The lap-side oil supply hole 34 is a hole that causes the oil passage 31 to communicate with a lap-formation surface 2aa of the orbiting bedplate 2a and extends from the first flow passage 32 to the lap-formation surface 2aa of the orbiting bedplate 2a. The thrust-surface-side oil supply hole 35 is a hole that causes the oil passage 31 to communicate with the thrust surface 2ab of the orbiting bedplate 2a and extends from the second flow passage 33 to the thrust surface 2ab. The lap-side oil supply hole 34 has an opening 34a provided in the lap-formation surface 2aa. The thrust-surface-side oil supply hole 35 has an opening 35a provided in the thrust surface. The opening 34a is located inward of the opening 35a in the radial direction.


The dimensions of the oil passage 31, the lap-side oil supply hole 34, and the thrust-surface-side oil supply hole 35 will be described. The orbiting bedplate 2a of the orbiting scroll 2 has a thickness Tob, the first flow passage 32 has a diameter ϕDb1, and the second flow passage 33 has a diameter ϕDb2. These dimensions have, for example, the following relationship: (1.8×ϕDb1)<(1.5×ϕDb2)<Tob.


Furthermore, the lap-side oil supply hole 34 has a diameter ϕDr, and the thrust-surface-side oil supply hole 35 has a diameter ϕDth. These dimensions have, for example, the following relationship: ϕDr×1.5≤ϕDth.


The opening and closing mechanism 50 opens or closes the thrust-surface-side oil supply hole 35, depending on the pressure of the oil that is drawn by the oil pump 17 and supplied to the first flow passage 32 of the oil passage 31. The opening and closing mechanism 50 is provided in the second flow passage 33 of the oil passage 31. The opening and closing mechanism 50 includes a valve body 50a that slides in the second flow passage 33 to open or close the thrust-surface-side oil supply hole 35 and an urging part 50b that urges the valve body 50a in a direction in which the thrust-surface-side oil supply hole 35 is closed. The valve body 50a is urged inward in the radial direction by an urging force of the urging part 50b and is pressed against a step 40 formed by the first flow passage 32 and the second flow passage 33, thus closing the thrust-surface-side oil supply hole 35 for the first flow passage 32. The urging part 50b includes a compression spring that urges the valve body 50a inward in the radial direction and is compressed when the valve body 50a moves outward in the radial direction.


Next, an operation of the opening and closing mechanism 50 will be described.



FIG. 5 illustrates a state of the opening and closing mechanism in the low-speed operation of the scroll compressor according to Embodiment 1.


In the low-speed operation in which the rotation speed of the compressor is at or below a predetermined rotation speed, the pressure of the oil drawn by the oil pump 17 and supplied to the first flow passage 32 of the oil passage 31 via the internal space 73 is lower than the value of the urging force of the urging part 50b, and the valve body 50a is thus unable to move outward in the radial direction, Thus, the valve body 50a is in contact with the step 40 to close the thrust-surface-side oil supply hole 35, and the whole oil supplied to the first flow passage 32 is supplied to the lap-side suction space 74 through the lap-side oil supply hole 34 as indicated by an arrow in FIG. 5. The oil supplied to the lap-side suction space 74 is sucked together with the refrigerant into the compression chambers 9, and serves as a sealing member for the space between the compression chambers 9 and the distal ends of the laps.

--------

§ **Challenge a**:
Reproduce the passage of the scroll compressor description from "The dimensions of" to "following relationship: ϕDr×1.5≤ϕDth.".

--------

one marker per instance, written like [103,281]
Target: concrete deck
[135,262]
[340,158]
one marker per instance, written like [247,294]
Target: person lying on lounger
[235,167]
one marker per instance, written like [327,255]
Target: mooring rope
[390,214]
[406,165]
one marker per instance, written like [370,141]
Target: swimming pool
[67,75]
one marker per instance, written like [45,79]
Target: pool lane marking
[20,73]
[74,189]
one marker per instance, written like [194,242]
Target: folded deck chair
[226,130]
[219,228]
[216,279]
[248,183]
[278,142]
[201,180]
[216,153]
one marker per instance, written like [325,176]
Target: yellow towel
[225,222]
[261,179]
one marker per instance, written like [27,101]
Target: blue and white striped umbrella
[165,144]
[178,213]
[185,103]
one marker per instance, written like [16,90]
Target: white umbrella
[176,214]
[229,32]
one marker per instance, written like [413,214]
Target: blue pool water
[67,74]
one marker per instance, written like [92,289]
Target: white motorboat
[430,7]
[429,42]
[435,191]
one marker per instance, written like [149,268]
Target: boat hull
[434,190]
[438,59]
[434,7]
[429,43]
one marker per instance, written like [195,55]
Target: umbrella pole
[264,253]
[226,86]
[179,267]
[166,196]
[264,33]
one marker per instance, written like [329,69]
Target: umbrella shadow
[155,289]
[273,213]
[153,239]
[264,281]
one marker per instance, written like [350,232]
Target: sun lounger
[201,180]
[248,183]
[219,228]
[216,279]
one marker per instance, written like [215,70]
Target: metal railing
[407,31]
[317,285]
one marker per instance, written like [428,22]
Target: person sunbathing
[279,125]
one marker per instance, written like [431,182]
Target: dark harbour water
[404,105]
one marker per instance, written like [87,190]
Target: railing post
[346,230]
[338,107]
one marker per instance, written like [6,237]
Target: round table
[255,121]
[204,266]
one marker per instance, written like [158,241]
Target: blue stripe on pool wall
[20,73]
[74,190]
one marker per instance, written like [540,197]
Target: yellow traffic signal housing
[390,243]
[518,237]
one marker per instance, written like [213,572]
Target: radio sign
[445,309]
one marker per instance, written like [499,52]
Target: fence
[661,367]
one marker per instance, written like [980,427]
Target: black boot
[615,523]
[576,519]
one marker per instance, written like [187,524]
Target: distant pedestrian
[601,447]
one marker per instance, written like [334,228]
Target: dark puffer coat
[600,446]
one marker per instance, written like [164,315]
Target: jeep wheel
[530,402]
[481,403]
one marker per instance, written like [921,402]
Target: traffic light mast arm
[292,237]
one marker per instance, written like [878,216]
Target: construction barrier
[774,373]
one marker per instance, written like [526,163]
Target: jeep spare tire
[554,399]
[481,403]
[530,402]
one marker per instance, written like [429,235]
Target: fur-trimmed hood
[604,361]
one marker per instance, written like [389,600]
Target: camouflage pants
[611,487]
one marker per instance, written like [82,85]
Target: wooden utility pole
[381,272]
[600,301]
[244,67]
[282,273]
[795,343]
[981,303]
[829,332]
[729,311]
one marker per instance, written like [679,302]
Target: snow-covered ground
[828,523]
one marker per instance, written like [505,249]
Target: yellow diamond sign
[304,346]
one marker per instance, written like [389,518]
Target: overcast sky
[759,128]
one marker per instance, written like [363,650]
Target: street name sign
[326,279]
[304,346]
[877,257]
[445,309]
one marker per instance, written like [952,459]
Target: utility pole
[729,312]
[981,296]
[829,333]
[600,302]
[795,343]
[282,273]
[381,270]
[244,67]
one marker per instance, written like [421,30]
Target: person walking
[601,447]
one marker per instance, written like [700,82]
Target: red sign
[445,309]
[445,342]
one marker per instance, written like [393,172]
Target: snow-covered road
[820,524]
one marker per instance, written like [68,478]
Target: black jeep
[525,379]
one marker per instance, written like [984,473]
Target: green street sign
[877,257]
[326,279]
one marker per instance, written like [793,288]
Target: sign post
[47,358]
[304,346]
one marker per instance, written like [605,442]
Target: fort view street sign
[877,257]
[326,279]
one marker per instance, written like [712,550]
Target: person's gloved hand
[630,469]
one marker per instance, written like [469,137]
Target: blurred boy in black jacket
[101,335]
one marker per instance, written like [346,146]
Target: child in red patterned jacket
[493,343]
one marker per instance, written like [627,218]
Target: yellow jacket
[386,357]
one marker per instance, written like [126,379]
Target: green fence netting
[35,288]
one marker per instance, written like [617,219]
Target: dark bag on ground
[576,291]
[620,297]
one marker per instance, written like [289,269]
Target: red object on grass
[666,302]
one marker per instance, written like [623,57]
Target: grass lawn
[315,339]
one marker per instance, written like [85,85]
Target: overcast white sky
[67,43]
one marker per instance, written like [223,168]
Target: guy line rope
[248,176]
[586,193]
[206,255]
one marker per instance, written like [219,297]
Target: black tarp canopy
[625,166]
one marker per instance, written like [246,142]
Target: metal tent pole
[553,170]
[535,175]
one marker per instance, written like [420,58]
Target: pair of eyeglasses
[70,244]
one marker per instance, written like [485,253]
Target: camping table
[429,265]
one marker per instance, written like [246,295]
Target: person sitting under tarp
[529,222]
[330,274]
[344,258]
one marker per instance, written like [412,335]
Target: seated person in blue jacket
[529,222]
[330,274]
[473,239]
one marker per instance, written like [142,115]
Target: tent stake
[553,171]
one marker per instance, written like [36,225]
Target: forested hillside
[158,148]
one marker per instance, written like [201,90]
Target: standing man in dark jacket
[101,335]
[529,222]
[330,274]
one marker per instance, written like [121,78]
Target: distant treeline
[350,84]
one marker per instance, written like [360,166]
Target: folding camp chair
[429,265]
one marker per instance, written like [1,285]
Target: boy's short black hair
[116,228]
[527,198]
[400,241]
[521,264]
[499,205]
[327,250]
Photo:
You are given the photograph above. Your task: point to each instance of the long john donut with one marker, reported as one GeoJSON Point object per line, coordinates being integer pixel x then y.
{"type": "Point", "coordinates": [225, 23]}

--------

§ **Challenge b**:
List every line of the entries above that contains the string "jeep", matching case exactly.

§ **Correct output a**:
The dimensions of the oil passage 31, the lap-side oil supply hole 34, and the thrust-surface-side oil supply hole 35 will be described. The orbiting bedplate 2a of the orbiting scroll 2 has a thickness Tob, the first flow passage 32 has a diameter ϕDb1, and the second flow passage 33 has a diameter ϕDb2. These dimensions have, for example, the following relationship: (1.8×ϕDb1)<(1.5×ϕDb2)<Tob.


Furthermore, the lap-side oil supply hole 34 has a diameter ϕDr, and the thrust-surface-side oil supply hole 35 has a diameter ϕDth. These dimensions have, for example, the following relationship: ϕDr×1.5≤ϕDth.

§ **Correct output b**:
Target: jeep wheel
Target: jeep spare tire
Target: black jeep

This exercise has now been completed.